The US Federal Reserve Board is formally under state supervision—marked by a close relationship to the US Treasury. Unlike the European Central Bank, the 12 Federal Reserve banks (of which the Federal Reserve Bank of New York is the most important) are controlled by their shareholders, which are private banking institutions.

 

In other words, “the Fed” as it is known in the US, which is responsible for monetary policy and hence money creation for the nation, is actually controlled by private financial interests.

 


Currency Systems and ‘Economic Conquest’


In Eastern Europe, in the former Soviet Union and in the Balkans, extending into Central Asia, the dollar and the Euro are competing with one another. Ultimately, control over national currency systems is the basis upon which countries are colonized. While the US dollar prevails throughout the Western Hemisphere, the Euro and the US dollar are clashing in the former Soviet Union, Central Asia, Sub-Saharan Africa and the Middle East.


In the Balkans and the Baltic States, central banks largely operate as colonial style “currency boards” invariably using the Euro as a proxy currency. What this means is that German and European financial interests are in control of money creation and credit. In other words, the pegging of the national currency to the Euro— rather than to the US dollar—means that both the currency and the monetary system will be in the hands of German-EU banking interests.


More generally, the Euro dominates in Germany’s hinterland: Eastern Europe, the Baltic States and the Balkans, whereas the US dollar tends to prevail in the Caucasus and Central Asia. In GUUAM countries (which have military cooperation agreements with Washington) the dollar tends (with the exception of the Ukraine) to overshadow the Euro.


The “dollarization” of national currencies is an integral part of America’s SRS. The SRS consists of first destabilizing and then replacing national currencies with the American greenback over an area extending from the Mediterranean to China’s Western border. The underlying objective is to extend the dominion of the Federal Reserve System—namely, Wall Street—over a vast territory.


What we are dealing with is an “imperial” scramble for control over national currencies. Control over money creation and credit is an integral part of the process of economic conquest, which in turn is supported by the militarization of the Eurasian corridor.

While American and German-EU banking interests are clashing over the control of national economies and currency systems, they seem to have agreed on “sharing the spoils”—i.e., establishing their respective “spheres of influence”. Reminiscent of the policies of “partition” in the late 19th century, the US and Germany have agreed upon the division of the Balkans: Germany has gained control over national currencies in Croatia, Bosnia and Kosovo, where the Euro is legal tender. In return, the US has established a permanent military presence in the region (i.e., the Bondsteel military base in Kosovo).

### List of tasks
1: Name every region where, according to the currency systems text, the Euro and the US dollar are clashing.
2: Carry on the text about the dollar and the Euro competing for control of national currencies, starting after its final sentence.
The material after this text isn't needed for anything here.

### Supplied data
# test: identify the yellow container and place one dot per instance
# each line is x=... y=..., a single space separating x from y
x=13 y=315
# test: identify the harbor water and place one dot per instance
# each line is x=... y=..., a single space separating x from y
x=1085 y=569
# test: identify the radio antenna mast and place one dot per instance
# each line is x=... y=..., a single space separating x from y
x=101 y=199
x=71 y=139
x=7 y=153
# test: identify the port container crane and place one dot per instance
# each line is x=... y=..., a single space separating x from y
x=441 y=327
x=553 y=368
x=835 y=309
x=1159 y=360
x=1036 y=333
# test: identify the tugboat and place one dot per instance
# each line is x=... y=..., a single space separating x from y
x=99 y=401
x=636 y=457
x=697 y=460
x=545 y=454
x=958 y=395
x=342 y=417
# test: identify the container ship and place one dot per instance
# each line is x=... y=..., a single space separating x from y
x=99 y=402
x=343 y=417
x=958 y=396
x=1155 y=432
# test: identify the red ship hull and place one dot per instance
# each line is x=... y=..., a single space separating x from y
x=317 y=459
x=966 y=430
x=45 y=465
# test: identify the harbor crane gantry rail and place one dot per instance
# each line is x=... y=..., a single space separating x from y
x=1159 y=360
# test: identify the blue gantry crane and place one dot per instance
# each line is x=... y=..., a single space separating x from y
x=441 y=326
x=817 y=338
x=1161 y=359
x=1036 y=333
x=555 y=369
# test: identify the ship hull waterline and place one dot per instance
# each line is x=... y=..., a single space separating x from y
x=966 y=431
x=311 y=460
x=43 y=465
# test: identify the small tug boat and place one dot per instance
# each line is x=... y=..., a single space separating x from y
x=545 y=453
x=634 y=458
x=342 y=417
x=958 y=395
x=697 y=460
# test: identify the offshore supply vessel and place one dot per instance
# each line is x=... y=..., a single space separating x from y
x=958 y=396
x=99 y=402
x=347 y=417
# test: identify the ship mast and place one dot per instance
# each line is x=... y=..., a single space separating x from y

### Expected outputs
1:
- The former Soviet Union
- Central Asia
- Sub-Saharan Africa
- The Middle East

2:
 


Cross-cutting Military Alliances


The rift between Anglo-American and Franco-German weapons producers—including the rifts within the Western military alliance—seem to have favored increased military cooperation between Russia on the one hand, and France and Germany on the other.


In recent years, both France and Germany have entered into bilateral discussions with Russia in the areas of defense production, aerospace research and military cooperation. In late 1998, Paris and Moscow agreed to undertake joint infantry exercises and bilateral military consultations. In turn, Moscow has been seeking German and French partners to participate in the development of its military industrial complex.


In early 2000, Germany’s Defense Minister, Rudolph Sharping, visited Moscow for bilateral consultations with his Russian counterpart. A bilateral agreement was signed pertaining to 33 military cooperation projects, including the training of Russian military specialists in Germany.33 This agreement was reached outside the framework of NATO, and without prior consultation with Washington.


Russia also signed a “long term military cooperation agreement” with India in late 1998, which was followed a few months later by a defense agreement between India and France. The agreement between Delhi and Paris included the transfer of French military technology, as well as investment by French multinationals in India’s defense industry. The latter investment includes facilities for the production of ballistic missiles and nuclear warheads, in which the French companies have expertise.


This Franco-Indian agreement has a direct bearing on Indo-Pakistani relations. It also impinges upon US strategic interests in Central and South Asia. While Washington has been pumping military aid into Pakistan, India is being supported by France and Russia.


Visibly, France and the US are on opposite sides of the India-Pakistan conflict.


With Pakistan and India at the brink of war, in the immediate wake of September 11, 2001, the US Air Force had virtually taken control of Pakistan’s air space, as well as several of its military facilities. Meanwhile, barely a few weeks into the 2001 bombing of Afghanistan, France and India conducted joint military exercises in the Arabian Sea.

 

Also in the immediate wake of September 11, India took delivery of large quantities of Russian weapons, under the Indo-Russian military cooperation agreement.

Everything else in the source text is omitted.